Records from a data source
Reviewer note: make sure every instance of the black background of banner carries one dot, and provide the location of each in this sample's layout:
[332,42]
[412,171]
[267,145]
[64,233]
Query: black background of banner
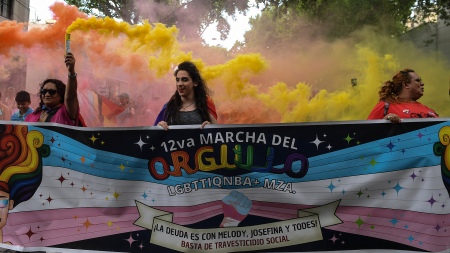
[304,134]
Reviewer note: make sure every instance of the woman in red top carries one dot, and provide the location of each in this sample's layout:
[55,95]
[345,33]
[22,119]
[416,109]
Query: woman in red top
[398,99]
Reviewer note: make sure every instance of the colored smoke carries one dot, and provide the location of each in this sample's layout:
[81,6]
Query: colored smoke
* * *
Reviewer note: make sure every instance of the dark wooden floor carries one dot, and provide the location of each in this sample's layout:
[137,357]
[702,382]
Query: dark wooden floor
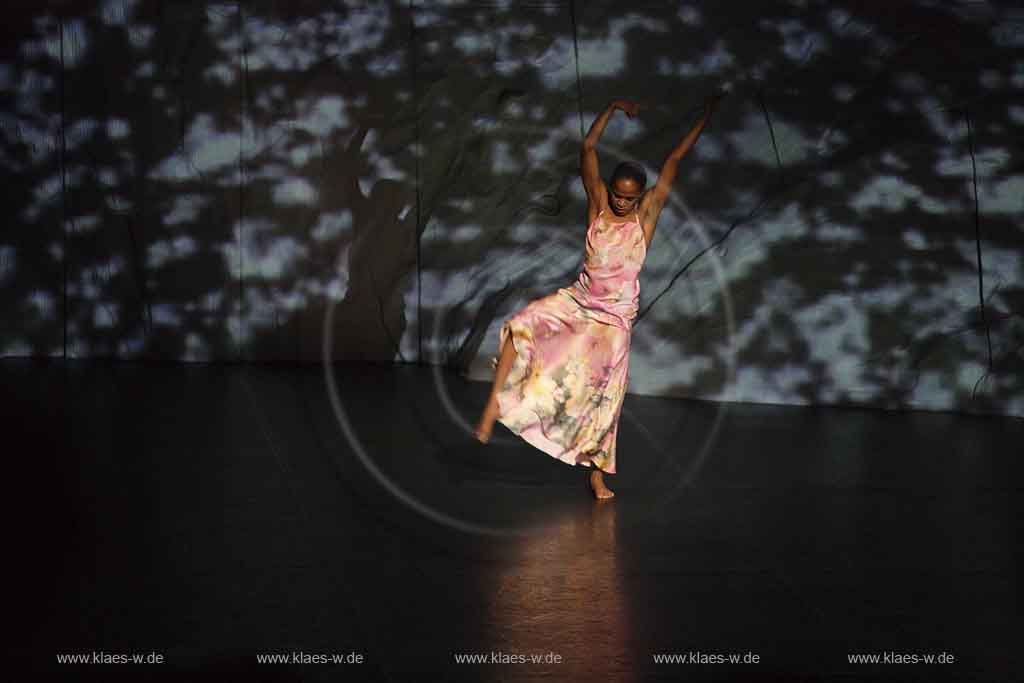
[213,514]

#### [Assignment]
Across the data above, count every line with "make" in it and write only the total.

#### [Solution for this exercise]
4